* **Exercise**
Could you restate, word for word, the line that has "[[257, 250], [331, 113]]" and all lines following it through the end of the entries below?

*** The data Section Begins ***

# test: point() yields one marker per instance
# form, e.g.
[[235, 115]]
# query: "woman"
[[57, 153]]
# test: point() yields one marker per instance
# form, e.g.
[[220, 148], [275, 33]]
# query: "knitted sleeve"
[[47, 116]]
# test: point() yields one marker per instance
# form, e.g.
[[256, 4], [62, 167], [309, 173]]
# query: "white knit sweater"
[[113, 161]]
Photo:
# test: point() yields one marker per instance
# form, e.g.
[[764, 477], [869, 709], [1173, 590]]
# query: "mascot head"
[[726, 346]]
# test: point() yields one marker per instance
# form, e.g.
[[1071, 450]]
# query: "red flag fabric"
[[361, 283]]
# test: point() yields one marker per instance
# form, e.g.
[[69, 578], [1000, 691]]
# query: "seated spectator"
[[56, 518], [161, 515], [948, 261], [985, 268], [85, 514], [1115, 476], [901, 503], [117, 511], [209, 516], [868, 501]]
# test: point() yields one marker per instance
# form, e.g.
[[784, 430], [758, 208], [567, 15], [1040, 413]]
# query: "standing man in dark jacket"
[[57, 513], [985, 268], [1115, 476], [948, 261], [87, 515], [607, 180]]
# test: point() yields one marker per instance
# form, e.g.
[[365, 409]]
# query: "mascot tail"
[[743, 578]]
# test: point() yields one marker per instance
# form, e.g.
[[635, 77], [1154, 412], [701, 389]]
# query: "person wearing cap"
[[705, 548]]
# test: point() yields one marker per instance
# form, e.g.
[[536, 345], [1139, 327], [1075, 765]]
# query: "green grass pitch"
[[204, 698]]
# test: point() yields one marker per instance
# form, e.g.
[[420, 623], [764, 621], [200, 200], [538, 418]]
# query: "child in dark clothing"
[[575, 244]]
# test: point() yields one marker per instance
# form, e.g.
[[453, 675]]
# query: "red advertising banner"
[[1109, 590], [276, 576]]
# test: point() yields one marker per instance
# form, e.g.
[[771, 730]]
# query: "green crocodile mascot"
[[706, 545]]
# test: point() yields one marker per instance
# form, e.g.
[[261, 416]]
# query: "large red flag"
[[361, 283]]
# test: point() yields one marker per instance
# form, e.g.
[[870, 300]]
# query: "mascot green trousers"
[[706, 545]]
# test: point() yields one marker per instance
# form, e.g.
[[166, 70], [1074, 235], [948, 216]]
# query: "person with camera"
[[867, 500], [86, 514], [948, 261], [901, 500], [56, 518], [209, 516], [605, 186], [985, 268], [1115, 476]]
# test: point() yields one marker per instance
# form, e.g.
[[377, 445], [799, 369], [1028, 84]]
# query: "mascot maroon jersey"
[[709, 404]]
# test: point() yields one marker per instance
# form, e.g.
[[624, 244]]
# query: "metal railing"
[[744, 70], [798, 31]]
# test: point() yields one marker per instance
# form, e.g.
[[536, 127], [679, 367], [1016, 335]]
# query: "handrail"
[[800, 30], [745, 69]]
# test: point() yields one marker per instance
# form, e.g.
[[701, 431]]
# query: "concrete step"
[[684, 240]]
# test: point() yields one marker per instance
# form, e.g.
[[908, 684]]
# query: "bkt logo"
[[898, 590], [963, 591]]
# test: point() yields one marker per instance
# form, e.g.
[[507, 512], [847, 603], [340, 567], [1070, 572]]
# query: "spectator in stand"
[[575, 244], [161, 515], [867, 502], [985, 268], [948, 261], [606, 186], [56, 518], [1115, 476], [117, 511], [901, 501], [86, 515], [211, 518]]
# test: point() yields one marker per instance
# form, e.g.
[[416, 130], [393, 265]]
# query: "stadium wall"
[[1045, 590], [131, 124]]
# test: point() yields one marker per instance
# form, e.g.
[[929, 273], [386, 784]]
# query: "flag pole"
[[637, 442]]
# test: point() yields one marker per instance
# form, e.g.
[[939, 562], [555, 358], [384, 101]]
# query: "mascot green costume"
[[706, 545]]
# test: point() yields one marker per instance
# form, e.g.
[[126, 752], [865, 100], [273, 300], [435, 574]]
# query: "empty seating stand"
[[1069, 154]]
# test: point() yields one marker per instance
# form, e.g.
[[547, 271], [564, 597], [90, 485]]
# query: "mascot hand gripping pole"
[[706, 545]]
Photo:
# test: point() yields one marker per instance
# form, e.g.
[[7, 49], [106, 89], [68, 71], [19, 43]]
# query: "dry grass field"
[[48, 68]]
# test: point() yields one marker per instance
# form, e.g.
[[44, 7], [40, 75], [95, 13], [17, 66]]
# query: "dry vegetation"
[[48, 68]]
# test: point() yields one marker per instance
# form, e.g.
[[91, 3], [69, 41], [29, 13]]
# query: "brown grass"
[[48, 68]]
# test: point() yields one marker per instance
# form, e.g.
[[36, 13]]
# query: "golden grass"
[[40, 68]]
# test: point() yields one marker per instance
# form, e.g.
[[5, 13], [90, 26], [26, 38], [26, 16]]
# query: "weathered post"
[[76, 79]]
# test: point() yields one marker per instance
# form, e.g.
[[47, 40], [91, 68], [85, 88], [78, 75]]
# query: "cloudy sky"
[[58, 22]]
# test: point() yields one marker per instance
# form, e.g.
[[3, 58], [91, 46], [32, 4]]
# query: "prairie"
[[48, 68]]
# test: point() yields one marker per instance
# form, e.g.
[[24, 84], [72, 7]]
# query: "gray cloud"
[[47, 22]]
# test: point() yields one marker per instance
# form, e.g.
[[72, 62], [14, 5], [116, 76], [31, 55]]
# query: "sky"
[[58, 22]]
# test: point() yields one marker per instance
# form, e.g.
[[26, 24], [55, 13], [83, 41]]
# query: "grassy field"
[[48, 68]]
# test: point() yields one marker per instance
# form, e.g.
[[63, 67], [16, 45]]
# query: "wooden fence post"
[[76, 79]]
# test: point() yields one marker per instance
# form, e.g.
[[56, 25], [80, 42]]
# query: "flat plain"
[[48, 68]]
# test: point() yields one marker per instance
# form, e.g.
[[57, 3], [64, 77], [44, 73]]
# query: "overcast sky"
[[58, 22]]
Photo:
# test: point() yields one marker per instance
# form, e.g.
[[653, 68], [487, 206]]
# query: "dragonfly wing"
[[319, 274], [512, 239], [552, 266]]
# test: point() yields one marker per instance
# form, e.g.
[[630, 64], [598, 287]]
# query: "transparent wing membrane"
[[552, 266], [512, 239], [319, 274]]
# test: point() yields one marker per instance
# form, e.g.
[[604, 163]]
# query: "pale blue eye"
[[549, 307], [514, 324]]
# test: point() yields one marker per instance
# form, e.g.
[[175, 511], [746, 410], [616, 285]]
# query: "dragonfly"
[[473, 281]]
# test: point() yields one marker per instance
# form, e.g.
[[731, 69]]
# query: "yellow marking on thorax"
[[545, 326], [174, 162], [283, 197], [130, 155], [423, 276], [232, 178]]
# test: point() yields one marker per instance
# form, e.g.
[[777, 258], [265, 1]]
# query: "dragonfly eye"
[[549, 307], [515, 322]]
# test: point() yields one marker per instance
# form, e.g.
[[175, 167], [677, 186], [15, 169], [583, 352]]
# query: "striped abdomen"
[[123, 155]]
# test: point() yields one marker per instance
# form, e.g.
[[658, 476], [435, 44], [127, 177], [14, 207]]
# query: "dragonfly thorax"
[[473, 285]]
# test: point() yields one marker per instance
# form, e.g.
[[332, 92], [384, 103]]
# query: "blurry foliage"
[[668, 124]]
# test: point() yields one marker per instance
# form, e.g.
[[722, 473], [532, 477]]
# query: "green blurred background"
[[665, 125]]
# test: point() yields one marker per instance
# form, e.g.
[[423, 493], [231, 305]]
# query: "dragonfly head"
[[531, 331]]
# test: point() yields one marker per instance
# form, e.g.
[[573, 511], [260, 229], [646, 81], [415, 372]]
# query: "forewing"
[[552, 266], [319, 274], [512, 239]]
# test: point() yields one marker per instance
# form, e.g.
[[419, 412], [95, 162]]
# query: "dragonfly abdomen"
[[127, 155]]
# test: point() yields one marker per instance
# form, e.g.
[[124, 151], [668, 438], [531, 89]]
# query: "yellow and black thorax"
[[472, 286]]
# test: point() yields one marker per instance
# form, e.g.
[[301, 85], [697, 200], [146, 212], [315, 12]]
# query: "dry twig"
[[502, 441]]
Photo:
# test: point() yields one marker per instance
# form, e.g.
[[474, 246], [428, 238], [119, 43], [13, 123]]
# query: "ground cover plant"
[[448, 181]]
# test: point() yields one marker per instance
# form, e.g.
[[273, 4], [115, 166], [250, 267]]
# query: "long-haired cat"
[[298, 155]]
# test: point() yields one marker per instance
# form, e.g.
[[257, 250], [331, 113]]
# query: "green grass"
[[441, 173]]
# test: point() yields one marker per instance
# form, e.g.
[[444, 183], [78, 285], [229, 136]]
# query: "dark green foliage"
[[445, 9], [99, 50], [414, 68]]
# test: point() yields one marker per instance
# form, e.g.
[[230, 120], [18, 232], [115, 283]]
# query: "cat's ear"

*** The data Section Ends ***

* **Answer to this problem**
[[257, 250], [331, 113]]
# query: "green grass"
[[441, 173]]
# test: point() yields one marker per instance
# form, e.g.
[[444, 183], [78, 285], [229, 136]]
# query: "dark green foliage"
[[445, 9], [99, 50], [414, 68]]
# test: point() yields one marker per instance
# form, e.g.
[[230, 120], [18, 232], [115, 283]]
# query: "cat's ear"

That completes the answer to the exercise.